*Instrucciones de la tarea:* Continúa el texto sobre el cansancio y la angustia durante la cuarentena a partir de su última oración.

Las consecuencias no tardaron en hacerse sentir. Desgano, cansancio, adicción por la comida, depresión fueron algunos de los síntomas de un malestar general que casi todos percibimos. Según una encuesta realizada por la Sociedad Argentina de Nutrición, seis de cada diez argentinos (56,9%) subieron de peso durante la cuarentena. ¿La causa? Comer por ansiedad o aburrimiento.
Al deterioro mental producido por la tensión inherente a cualquier situación de estrés, se sumó que el tiempo transcurrido en la condición de encierro y alerta se extendió demasiado, generando fatiga y angustia. De acuerdo a los especialistas se trató de un sentimiento común y global, que se encuadra dentro del estrés psicosocial, dado que el factor que lo causó es transversal a toda la sociedad, afecta al mundo entero y por un tiempo indeterminado. En Estados Unidos acuñaron un término para designarlo: “crisis fatigue” o “fatiga por crisis”.

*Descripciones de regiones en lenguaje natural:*
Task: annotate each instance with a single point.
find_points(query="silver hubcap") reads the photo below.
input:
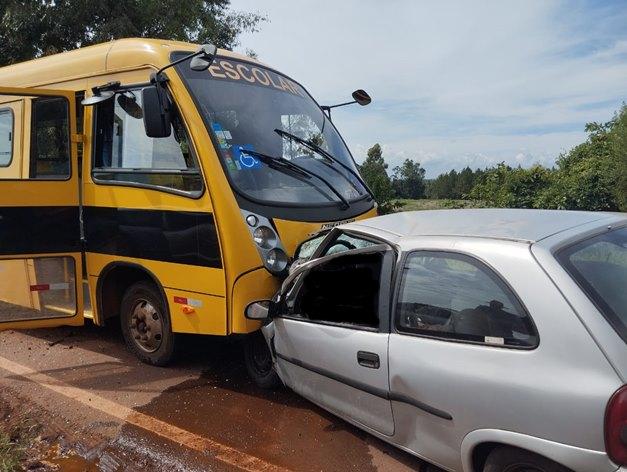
(146, 326)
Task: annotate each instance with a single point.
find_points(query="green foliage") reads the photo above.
(408, 180)
(503, 186)
(453, 184)
(374, 173)
(33, 28)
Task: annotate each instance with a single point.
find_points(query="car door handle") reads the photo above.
(368, 359)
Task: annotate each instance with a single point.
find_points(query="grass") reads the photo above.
(18, 435)
(11, 453)
(428, 204)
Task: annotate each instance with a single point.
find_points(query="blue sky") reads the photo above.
(453, 83)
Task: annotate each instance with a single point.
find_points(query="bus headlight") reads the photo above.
(269, 246)
(264, 237)
(276, 260)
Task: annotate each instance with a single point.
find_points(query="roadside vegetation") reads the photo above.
(18, 437)
(591, 176)
(30, 29)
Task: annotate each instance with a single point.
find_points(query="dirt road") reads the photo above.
(113, 413)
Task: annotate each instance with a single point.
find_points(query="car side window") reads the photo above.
(344, 290)
(448, 295)
(124, 154)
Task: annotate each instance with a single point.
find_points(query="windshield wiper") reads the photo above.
(280, 163)
(330, 158)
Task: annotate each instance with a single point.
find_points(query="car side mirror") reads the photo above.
(259, 310)
(157, 121)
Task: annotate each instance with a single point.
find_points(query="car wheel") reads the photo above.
(259, 362)
(511, 459)
(146, 324)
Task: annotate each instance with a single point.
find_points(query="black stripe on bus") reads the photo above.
(39, 230)
(377, 392)
(169, 236)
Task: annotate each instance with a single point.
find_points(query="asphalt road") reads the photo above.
(202, 413)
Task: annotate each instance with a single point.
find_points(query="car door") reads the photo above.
(331, 337)
(40, 249)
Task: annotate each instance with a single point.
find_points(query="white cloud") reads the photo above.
(454, 83)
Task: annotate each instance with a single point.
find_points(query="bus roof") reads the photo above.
(118, 55)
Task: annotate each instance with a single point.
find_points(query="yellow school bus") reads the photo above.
(161, 184)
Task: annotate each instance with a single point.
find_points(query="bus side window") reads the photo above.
(50, 146)
(6, 137)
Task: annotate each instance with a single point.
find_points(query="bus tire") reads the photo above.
(259, 362)
(146, 324)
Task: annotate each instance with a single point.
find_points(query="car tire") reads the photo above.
(259, 362)
(146, 325)
(511, 459)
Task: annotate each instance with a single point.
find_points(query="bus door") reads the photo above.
(40, 245)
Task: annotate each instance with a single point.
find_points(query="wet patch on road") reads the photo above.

*Respuesta esperada:*
Las investigaciones también mostraron que se incrementó el consumo de alcohol, tal y como se ha constatado en un estudio realizado en Canadá que revela que el 20% de quienes tienen entre 15 y 49 años bebieron más durante la pandemia, con el agravante de que los grupos de apoyo a personas alcohólicas paralizaron sus sesiones durante el año.
Una referencia no menor es cómo se vieron afectadas las mujeres por esta situación, que sumaron a la angustia personal la sobrecarga por el cierre de los colegios y el aumento de trabajo en la casa con toda la familia confinada, lo cual generó cuadros depresivos y aumento de conductas autodestructivas, como el consumo de alcohol o pastillas.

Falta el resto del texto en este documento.